• [Exercise details] Transcribe all the records with complete accuracy.

Entries from a dataset:
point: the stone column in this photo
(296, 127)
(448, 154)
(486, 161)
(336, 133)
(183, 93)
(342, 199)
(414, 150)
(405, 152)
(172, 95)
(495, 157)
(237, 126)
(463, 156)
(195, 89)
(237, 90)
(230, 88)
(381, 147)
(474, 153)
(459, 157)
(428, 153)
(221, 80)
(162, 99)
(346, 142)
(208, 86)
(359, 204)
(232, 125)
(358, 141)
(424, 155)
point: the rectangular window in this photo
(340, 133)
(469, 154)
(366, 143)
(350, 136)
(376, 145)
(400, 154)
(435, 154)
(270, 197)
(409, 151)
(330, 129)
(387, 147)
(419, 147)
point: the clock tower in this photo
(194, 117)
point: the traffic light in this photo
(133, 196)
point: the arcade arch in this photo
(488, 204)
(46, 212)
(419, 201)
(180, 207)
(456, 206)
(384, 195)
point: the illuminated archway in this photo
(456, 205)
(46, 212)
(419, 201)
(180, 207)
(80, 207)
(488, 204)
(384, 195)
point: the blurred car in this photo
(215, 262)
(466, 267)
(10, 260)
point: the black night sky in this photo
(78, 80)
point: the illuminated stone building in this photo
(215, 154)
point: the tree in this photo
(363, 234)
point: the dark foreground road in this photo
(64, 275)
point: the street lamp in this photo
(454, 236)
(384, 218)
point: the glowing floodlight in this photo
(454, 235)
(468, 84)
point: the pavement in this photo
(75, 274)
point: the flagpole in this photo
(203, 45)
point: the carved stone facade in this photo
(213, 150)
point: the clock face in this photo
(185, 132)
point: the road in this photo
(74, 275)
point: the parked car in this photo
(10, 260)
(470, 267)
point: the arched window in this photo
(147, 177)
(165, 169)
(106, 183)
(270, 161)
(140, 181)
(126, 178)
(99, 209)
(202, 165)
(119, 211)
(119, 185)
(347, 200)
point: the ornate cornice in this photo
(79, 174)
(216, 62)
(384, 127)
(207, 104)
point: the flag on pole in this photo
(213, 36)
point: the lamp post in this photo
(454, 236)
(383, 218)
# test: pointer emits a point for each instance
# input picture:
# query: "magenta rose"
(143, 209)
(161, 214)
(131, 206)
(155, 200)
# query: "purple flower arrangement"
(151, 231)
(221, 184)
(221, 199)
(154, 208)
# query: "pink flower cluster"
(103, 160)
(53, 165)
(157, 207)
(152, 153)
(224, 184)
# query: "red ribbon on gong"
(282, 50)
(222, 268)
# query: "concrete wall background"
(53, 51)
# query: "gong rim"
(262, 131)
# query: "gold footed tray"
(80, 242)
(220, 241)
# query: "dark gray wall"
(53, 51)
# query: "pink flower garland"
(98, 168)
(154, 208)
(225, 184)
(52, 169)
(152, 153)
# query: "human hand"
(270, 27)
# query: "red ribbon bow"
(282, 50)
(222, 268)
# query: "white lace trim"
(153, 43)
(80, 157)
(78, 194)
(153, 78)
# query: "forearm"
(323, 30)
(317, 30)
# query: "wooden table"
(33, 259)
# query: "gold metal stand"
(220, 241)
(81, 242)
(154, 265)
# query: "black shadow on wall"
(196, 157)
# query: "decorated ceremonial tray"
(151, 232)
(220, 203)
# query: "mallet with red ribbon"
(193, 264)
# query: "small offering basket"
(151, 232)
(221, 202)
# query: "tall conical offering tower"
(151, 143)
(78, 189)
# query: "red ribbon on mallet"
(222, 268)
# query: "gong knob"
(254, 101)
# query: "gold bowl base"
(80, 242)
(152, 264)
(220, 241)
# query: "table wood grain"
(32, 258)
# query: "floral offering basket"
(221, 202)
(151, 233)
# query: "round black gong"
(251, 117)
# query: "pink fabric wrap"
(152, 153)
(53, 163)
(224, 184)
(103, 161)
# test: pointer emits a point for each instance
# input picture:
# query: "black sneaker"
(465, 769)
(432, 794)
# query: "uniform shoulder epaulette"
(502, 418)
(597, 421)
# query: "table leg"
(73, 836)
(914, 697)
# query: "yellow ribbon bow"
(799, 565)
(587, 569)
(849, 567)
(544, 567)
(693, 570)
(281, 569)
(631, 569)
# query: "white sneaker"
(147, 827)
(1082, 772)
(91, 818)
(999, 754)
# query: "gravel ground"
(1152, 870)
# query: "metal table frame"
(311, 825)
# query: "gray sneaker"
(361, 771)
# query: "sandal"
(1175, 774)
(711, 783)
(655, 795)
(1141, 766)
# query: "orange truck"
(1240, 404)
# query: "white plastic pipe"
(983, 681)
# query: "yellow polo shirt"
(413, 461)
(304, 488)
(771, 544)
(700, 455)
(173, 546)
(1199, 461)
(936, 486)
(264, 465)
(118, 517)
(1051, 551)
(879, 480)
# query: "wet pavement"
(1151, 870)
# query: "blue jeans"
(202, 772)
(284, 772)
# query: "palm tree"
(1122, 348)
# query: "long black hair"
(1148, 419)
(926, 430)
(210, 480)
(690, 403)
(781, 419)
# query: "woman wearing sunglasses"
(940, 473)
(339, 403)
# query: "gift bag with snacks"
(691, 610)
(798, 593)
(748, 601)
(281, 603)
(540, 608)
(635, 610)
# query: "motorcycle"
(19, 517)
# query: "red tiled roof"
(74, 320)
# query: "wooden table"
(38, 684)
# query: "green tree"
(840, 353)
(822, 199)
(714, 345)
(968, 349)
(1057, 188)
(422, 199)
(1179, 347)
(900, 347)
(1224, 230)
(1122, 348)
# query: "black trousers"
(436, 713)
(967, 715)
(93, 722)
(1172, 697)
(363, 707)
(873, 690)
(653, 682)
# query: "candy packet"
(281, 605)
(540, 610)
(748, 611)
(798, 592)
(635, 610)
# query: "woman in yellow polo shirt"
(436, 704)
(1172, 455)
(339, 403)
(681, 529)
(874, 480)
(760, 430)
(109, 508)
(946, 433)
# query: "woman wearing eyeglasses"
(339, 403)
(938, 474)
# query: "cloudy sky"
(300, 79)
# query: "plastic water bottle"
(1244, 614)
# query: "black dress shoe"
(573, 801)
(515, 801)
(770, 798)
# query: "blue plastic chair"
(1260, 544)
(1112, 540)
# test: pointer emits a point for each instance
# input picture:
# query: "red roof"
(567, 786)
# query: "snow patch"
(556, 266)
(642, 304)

• [Solution to the problem]
point: the stone column in this photo
(296, 127)
(448, 154)
(486, 161)
(336, 133)
(183, 93)
(342, 199)
(414, 150)
(405, 152)
(172, 95)
(495, 157)
(237, 126)
(463, 156)
(195, 89)
(237, 90)
(230, 88)
(381, 147)
(474, 153)
(459, 157)
(428, 153)
(221, 80)
(162, 99)
(346, 142)
(208, 86)
(359, 204)
(232, 125)
(358, 141)
(424, 155)
point: the rectangular window in this photo
(340, 133)
(469, 154)
(366, 143)
(350, 136)
(376, 145)
(400, 154)
(435, 154)
(270, 197)
(409, 151)
(330, 129)
(387, 147)
(419, 147)
point: the clock tower in this photo
(194, 117)
point: the traffic light in this photo
(133, 196)
point: the arcade arch in this photo
(488, 204)
(46, 212)
(419, 201)
(180, 207)
(456, 206)
(384, 195)
point: the illuminated archway in this photo
(456, 205)
(46, 212)
(419, 201)
(180, 207)
(80, 207)
(488, 204)
(384, 195)
point: the blurred car in this photo
(215, 262)
(466, 267)
(10, 260)
point: the black night sky in this photo
(78, 80)
point: the illuminated stone building in this photo
(215, 154)
point: the tree in this photo
(363, 234)
point: the dark foreground road in this photo
(64, 275)
point: the street lamp in this photo
(454, 236)
(384, 218)
point: the glowing floodlight in this photo
(454, 235)
(468, 84)
point: the pavement in this photo
(75, 274)
point: the flagpole in this photo
(203, 45)
point: the carved stone facade in this photo
(213, 150)
point: the clock face in this photo
(185, 132)
point: the road in this photo
(74, 275)
point: the parked car in this photo
(10, 260)
(470, 267)
point: the arched window in this photo
(147, 177)
(165, 169)
(106, 183)
(270, 161)
(140, 181)
(126, 178)
(99, 209)
(202, 165)
(119, 211)
(119, 185)
(347, 200)
point: the ornate cornice in this photo
(79, 174)
(216, 62)
(384, 127)
(207, 104)
point: the flag on pole in this photo
(213, 36)
point: the lamp post in this photo
(454, 236)
(383, 218)
# test: pointer emits a point for each instance
# input picture:
# query: "magenta rose"
(143, 209)
(161, 214)
(131, 206)
(155, 200)
# query: "purple flower arrangement"
(151, 231)
(221, 184)
(221, 199)
(154, 208)
# query: "pink flower cluster"
(103, 160)
(53, 165)
(157, 207)
(152, 153)
(224, 184)
# query: "red ribbon on gong"
(282, 50)
(222, 268)
# query: "concrete wall background"
(53, 51)
# query: "gong rim"
(262, 131)
# query: "gold footed tray"
(80, 242)
(220, 241)
# query: "dark gray wall"
(53, 51)
# query: "pink flower garland"
(98, 168)
(154, 208)
(225, 184)
(52, 169)
(152, 153)
# query: "human hand"
(270, 27)
# query: "red ribbon bow"
(282, 50)
(222, 268)
# query: "white lace trim"
(153, 43)
(80, 157)
(78, 194)
(153, 78)
# query: "forearm"
(323, 30)
(317, 30)
# query: "wooden table"
(33, 259)
# query: "gold metal stand"
(220, 241)
(81, 242)
(154, 265)
# query: "black shadow on wall"
(196, 157)
# query: "decorated ceremonial tray"
(151, 232)
(220, 203)
# query: "mallet with red ribbon"
(193, 264)
# query: "small offering basket"
(151, 232)
(221, 202)
# query: "tall conical offering tower"
(151, 143)
(78, 189)
# query: "red ribbon on mallet"
(222, 268)
# query: "gong knob"
(254, 101)
# query: "gold bowl base"
(80, 242)
(152, 264)
(220, 241)
# query: "table wood grain"
(32, 258)
# query: "floral offering basket"
(221, 202)
(151, 233)
# query: "round black gong"
(251, 117)
# query: "pink fabric wrap"
(152, 153)
(53, 163)
(224, 184)
(103, 161)
# test: pointer emits a point for each instance
# input picture:
# query: "black sneaker"
(465, 769)
(432, 794)
# query: "uniform shoulder epaulette"
(502, 418)
(597, 421)
# query: "table leg"
(73, 836)
(914, 697)
# query: "yellow ribbon bow"
(799, 565)
(587, 569)
(849, 567)
(544, 567)
(693, 570)
(281, 569)
(631, 569)
# query: "white sneaker"
(147, 827)
(1082, 772)
(91, 818)
(999, 754)
# query: "gravel ground"
(1152, 870)
# query: "metal table frame"
(311, 825)
# query: "gray sneaker"
(361, 771)
# query: "sandal"
(1175, 774)
(711, 783)
(655, 795)
(1141, 766)
# query: "orange truck"
(1240, 404)
# query: "white plastic pipe"
(983, 681)
# query: "yellow polo shirt"
(413, 461)
(304, 488)
(771, 544)
(700, 455)
(173, 546)
(1199, 461)
(936, 486)
(264, 465)
(118, 517)
(1051, 551)
(879, 480)
# query: "wet pavement"
(1151, 870)
# query: "blue jeans"
(202, 772)
(284, 772)
# query: "palm tree"
(1122, 348)
# query: "long black hair"
(1148, 419)
(926, 430)
(210, 480)
(690, 403)
(781, 419)
# query: "woman wearing sunglasses"
(940, 473)
(339, 403)
# query: "gift bag with snacks"
(691, 610)
(798, 593)
(748, 601)
(281, 603)
(540, 608)
(635, 610)
# query: "motorcycle"
(19, 517)
# query: "red tiled roof"
(74, 320)
# query: "wooden table"
(38, 684)
# query: "green tree"
(840, 353)
(822, 199)
(714, 345)
(968, 349)
(1057, 188)
(422, 199)
(1179, 347)
(900, 347)
(1224, 230)
(1122, 348)
# query: "black trousers"
(436, 713)
(967, 715)
(93, 722)
(1172, 697)
(363, 707)
(873, 690)
(653, 682)
# query: "candy packet"
(281, 605)
(540, 610)
(748, 611)
(798, 592)
(635, 610)
# query: "woman in yellow polo shirt"
(436, 704)
(1172, 455)
(339, 403)
(681, 529)
(874, 480)
(760, 430)
(109, 508)
(946, 433)
# query: "woman wearing eyeglasses"
(339, 403)
(938, 474)
# query: "cloudy sky"
(300, 79)
# query: "plastic water bottle"
(1244, 614)
# query: "black dress shoe"
(573, 801)
(515, 801)
(770, 798)
# query: "blue plastic chair"
(1260, 544)
(1112, 540)
# test: pointer emits a point for each instance
# input picture:
# query: "red roof"
(567, 786)
# query: "snow patch"
(556, 266)
(642, 304)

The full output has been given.